# [DOCUMENT EXTRACT]
:::::
Friday, 25 June 2010

Times: Muslims and Catholics unite against gay marriage but disagree on divorce

Friday, 25th June 2010 by Christian Peregin

From left: Imam Muhammed El Sadi; head of Islamic Centres Ammar Hreba; Archbishop Paul Cremona and Maltese Muslim Mario Farrugia Borg. Photo: Darrin Zammit Lupi

Muslim and Catholic preachers yesterday discussed the role of the family in a globalised society, uniting against same-sex marriages and the "negative" media but disagreeing on divorce and polygamy.

Journalists were only allowed to sit in for the seminar's opening speeches by Archbishop Paul Cremona and the head of the Islamic Centres and Propagation Bureau, Ammar Hreba, who both chastised the press for its promulgation of negative ideas.

In a paper prepared and presented by Imam Muhammed el Sadi, homosexuality was lambasted as "unnatural, immoral, unhealthy and fruitless" while divorce was described as something Islam "does not like" and therefore allows "only" twice.

"For divorce to be valid it should be based on true intention. A forced divorce is not valid nor that of an intoxicated or an enraged person. The divorce should not take place during the woman's monthly period or her period of purity if the husband has sexual relations with her," the Muslim leader's paper read.

Mgr Cremona said: "Most countries in the West are secularised, if not secularist. This means the Church has to convince society of the importance of family."
:::::
# [PROVIDED MATERIAL]
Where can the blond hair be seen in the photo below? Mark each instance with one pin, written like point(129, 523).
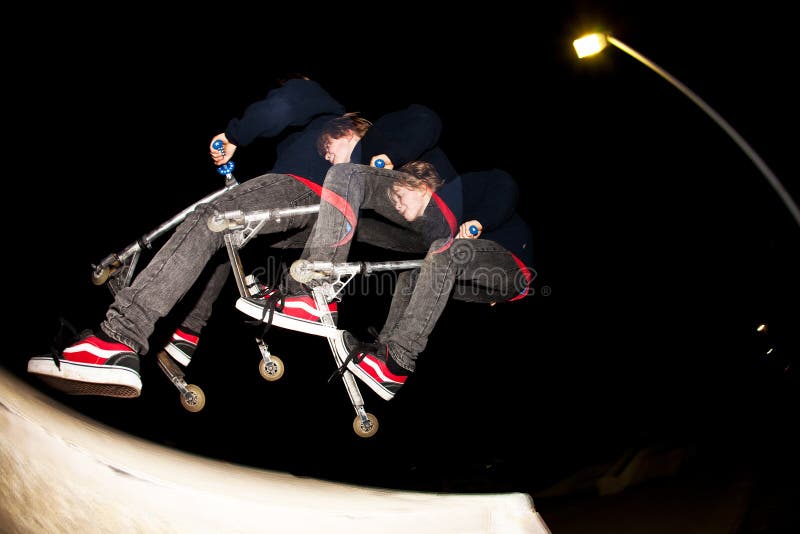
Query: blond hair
point(348, 124)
:::::
Reproduce the full article on Muslim and Catholic leaders discussing the family, same-sex marriage and divorce, word for word.

# [SOLVED EXERCISE]
Friday, 25 June 2010

Times: Muslims and Catholics unite against gay marriage but disagree on divorce

Friday, 25th June 2010 by Christian Peregin

From left: Imam Muhammed El Sadi; head of Islamic Centres Ammar Hreba; Archbishop Paul Cremona and Maltese Muslim Mario Farrugia Borg. Photo: Darrin Zammit Lupi

Muslim and Catholic preachers yesterday discussed the role of the family in a globalised society, uniting against same-sex marriages and the "negative" media but disagreeing on divorce and polygamy.

Journalists were only allowed to sit in for the seminar's opening speeches by Archbishop Paul Cremona and the head of the Islamic Centres and Propagation Bureau, Ammar Hreba, who both chastised the press for its promulgation of negative ideas.

In a paper prepared and presented by Imam Muhammed el Sadi, homosexuality was lambasted as "unnatural, immoral, unhealthy and fruitless" while divorce was described as something Islam "does not like" and therefore allows "only" twice.

"For divorce to be valid it should be based on true intention. A forced divorce is not valid nor that of an intoxicated or an enraged person. The divorce should not take place during the woman's monthly period or her period of purity if the husband has sexual relations with her," the Muslim leader's paper read.

Mgr Cremona said: "Most countries in the West are secularised, if not secularist. This means the Church has to convince society of the importance of family."